======== Given data
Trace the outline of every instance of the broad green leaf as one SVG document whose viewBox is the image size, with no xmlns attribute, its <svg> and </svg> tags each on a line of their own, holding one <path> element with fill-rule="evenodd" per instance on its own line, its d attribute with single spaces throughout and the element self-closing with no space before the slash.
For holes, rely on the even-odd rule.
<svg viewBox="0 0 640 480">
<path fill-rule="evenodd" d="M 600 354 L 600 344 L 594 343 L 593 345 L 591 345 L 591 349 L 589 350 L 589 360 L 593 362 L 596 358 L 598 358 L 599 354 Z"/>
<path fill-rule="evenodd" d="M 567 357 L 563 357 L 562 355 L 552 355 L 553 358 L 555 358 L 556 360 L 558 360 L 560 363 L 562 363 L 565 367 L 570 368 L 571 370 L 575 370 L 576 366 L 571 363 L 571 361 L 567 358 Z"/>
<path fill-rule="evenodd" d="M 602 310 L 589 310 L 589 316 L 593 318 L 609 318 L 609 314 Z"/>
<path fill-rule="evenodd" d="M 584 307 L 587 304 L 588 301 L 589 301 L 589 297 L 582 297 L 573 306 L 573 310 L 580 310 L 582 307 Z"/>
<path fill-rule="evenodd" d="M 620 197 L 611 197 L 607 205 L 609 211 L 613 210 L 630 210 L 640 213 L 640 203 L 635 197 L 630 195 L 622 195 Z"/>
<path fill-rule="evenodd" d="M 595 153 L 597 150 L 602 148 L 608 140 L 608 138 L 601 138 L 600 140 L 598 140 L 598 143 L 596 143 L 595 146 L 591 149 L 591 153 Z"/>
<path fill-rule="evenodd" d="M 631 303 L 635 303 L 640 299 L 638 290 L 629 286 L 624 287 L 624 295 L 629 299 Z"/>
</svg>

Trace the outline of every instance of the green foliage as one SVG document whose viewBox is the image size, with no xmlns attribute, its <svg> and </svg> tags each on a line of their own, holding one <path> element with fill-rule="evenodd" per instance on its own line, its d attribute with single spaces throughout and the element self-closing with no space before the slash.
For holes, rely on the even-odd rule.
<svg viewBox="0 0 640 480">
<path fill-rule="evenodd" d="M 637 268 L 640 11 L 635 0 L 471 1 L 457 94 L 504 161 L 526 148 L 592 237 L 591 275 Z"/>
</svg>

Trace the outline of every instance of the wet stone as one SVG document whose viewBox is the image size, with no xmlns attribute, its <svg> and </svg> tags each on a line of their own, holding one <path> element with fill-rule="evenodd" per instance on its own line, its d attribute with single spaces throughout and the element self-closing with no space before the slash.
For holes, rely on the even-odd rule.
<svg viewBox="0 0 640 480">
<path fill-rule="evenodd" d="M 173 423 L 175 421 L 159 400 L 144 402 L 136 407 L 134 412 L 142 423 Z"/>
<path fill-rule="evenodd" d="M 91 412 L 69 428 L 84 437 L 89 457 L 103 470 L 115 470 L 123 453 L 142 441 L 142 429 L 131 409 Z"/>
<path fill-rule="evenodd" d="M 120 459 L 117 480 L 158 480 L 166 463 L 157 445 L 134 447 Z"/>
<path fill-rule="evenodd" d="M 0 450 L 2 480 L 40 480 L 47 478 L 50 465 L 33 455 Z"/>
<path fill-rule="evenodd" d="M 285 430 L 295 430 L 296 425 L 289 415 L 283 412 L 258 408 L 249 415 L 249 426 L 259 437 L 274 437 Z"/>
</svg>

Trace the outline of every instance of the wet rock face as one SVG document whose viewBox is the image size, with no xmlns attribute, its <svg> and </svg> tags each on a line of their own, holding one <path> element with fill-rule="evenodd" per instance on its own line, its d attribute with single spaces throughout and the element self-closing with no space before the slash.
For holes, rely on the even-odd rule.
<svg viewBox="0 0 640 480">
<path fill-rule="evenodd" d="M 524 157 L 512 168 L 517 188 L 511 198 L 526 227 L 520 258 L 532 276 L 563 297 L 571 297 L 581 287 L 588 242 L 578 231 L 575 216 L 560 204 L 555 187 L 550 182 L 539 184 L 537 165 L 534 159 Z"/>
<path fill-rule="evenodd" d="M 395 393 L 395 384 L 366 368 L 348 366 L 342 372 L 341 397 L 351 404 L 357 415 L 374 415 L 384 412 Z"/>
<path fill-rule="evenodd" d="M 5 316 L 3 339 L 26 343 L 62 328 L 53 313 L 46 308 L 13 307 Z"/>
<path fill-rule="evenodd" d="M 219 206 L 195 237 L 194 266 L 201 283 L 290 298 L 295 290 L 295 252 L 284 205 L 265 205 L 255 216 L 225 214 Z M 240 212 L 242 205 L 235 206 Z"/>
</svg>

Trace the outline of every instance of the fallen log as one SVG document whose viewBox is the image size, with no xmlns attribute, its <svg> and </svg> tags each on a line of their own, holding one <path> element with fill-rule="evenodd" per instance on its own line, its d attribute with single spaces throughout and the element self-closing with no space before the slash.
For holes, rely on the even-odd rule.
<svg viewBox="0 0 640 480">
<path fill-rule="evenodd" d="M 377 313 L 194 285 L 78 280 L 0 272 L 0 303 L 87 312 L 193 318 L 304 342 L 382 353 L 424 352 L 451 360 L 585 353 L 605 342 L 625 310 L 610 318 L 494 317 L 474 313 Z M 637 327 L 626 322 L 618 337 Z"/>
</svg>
================
◆ **Exercise**: The answer should reproduce all of the data without any alteration.

◆ **Result of the exercise**:
Trace the outline of every instance of the broad green leaf as one SVG document whose viewBox is the image size, with no xmlns attribute, its <svg> and </svg> tags each on a line of their own, holding one <path> element with fill-rule="evenodd" per instance on its own line, its d attribute with single spaces throughout and the element self-closing with no space before the slash.
For holes, rely on the even-odd rule.
<svg viewBox="0 0 640 480">
<path fill-rule="evenodd" d="M 600 354 L 600 344 L 594 343 L 593 345 L 591 345 L 591 349 L 589 350 L 589 360 L 593 362 L 596 358 L 598 358 L 599 354 Z"/>
<path fill-rule="evenodd" d="M 567 357 L 563 357 L 562 355 L 552 355 L 553 358 L 555 358 L 556 360 L 558 360 L 560 363 L 562 363 L 565 367 L 570 368 L 571 370 L 575 370 L 576 366 L 571 363 L 571 361 L 567 358 Z"/>
<path fill-rule="evenodd" d="M 602 310 L 589 310 L 589 316 L 593 318 L 609 318 L 609 314 Z"/>
<path fill-rule="evenodd" d="M 584 307 L 587 304 L 588 301 L 589 301 L 589 297 L 582 297 L 573 306 L 573 310 L 580 310 L 582 307 Z"/>
<path fill-rule="evenodd" d="M 620 197 L 611 197 L 607 205 L 609 211 L 613 210 L 630 210 L 640 213 L 640 203 L 635 197 L 630 195 L 622 195 Z"/>
<path fill-rule="evenodd" d="M 595 153 L 597 150 L 602 148 L 608 140 L 608 138 L 601 138 L 600 140 L 598 140 L 598 143 L 596 143 L 595 146 L 591 149 L 591 153 Z"/>
<path fill-rule="evenodd" d="M 631 303 L 635 303 L 640 299 L 638 290 L 629 286 L 624 287 L 624 295 L 629 299 Z"/>
</svg>

Trace the outline of every instance of the green foliage as one SVG document whose viewBox is the image size, with no xmlns attribute, its <svg> and </svg> tags each on a line of their own, holding one <path> element with fill-rule="evenodd" per instance on its own line, its d attribute with single spaces throughout and the element self-closing with no space before the slash.
For holes, rely on the even-odd rule.
<svg viewBox="0 0 640 480">
<path fill-rule="evenodd" d="M 637 268 L 640 11 L 635 0 L 471 1 L 457 94 L 504 161 L 526 148 L 592 237 L 591 275 Z"/>
</svg>

Trace the outline of every instance of the wet stone as one SVG document whose viewBox is the image size, with no xmlns attribute, its <svg> and </svg> tags each on a line of their own, holding one <path> element with fill-rule="evenodd" per instance on its own line, its d attribute with single spaces throughout and the element self-closing with no space before the slash.
For holes, rely on the even-odd rule.
<svg viewBox="0 0 640 480">
<path fill-rule="evenodd" d="M 173 423 L 175 421 L 159 400 L 144 402 L 136 407 L 134 412 L 142 423 Z"/>
<path fill-rule="evenodd" d="M 91 412 L 69 428 L 84 437 L 89 457 L 103 470 L 115 470 L 123 453 L 142 441 L 142 429 L 131 409 Z"/>
<path fill-rule="evenodd" d="M 120 459 L 117 480 L 158 480 L 166 463 L 157 445 L 134 447 Z"/>
<path fill-rule="evenodd" d="M 0 450 L 2 480 L 40 480 L 47 478 L 50 465 L 33 455 Z"/>
<path fill-rule="evenodd" d="M 285 430 L 295 430 L 296 425 L 289 415 L 283 412 L 258 408 L 249 415 L 249 426 L 259 437 L 274 437 Z"/>
</svg>

Trace the outline of every instance of the wet rock face as one SVG document whose viewBox is the image size, with no xmlns attribute, its <svg> and </svg> tags each on a line of their own, holding one <path> element with fill-rule="evenodd" per instance on its own line, its d attribute with single spaces throughout and the element self-closing with no space before the slash.
For holes, rely on the even-odd rule.
<svg viewBox="0 0 640 480">
<path fill-rule="evenodd" d="M 524 157 L 512 168 L 517 188 L 511 198 L 526 227 L 520 258 L 532 276 L 563 297 L 571 297 L 581 287 L 588 242 L 578 231 L 575 216 L 560 204 L 555 187 L 550 182 L 539 184 L 537 165 L 534 159 Z"/>
<path fill-rule="evenodd" d="M 395 393 L 395 384 L 366 368 L 348 366 L 342 372 L 341 397 L 351 404 L 357 415 L 374 415 L 384 412 Z"/>
<path fill-rule="evenodd" d="M 5 316 L 3 339 L 26 343 L 62 328 L 53 313 L 46 308 L 13 307 Z"/>
<path fill-rule="evenodd" d="M 219 206 L 195 237 L 194 266 L 201 283 L 290 298 L 295 290 L 295 252 L 284 205 L 265 205 L 255 216 L 225 214 Z M 240 212 L 242 205 L 235 206 Z"/>
</svg>

Trace the outline of every instance of the fallen log as one SVG document whose viewBox is the image size, with no xmlns attribute, its <svg> and </svg> tags each on a line of their own, holding one <path> element with fill-rule="evenodd" per instance on its own line, its d attribute with single spaces throughout and the element self-closing with no space before the slash.
For holes, rely on the even-odd rule.
<svg viewBox="0 0 640 480">
<path fill-rule="evenodd" d="M 377 313 L 194 285 L 78 280 L 0 272 L 0 303 L 87 312 L 193 318 L 304 342 L 382 353 L 424 352 L 451 360 L 585 353 L 605 342 L 625 310 L 610 318 L 494 317 L 474 313 Z M 637 327 L 626 322 L 618 337 Z"/>
</svg>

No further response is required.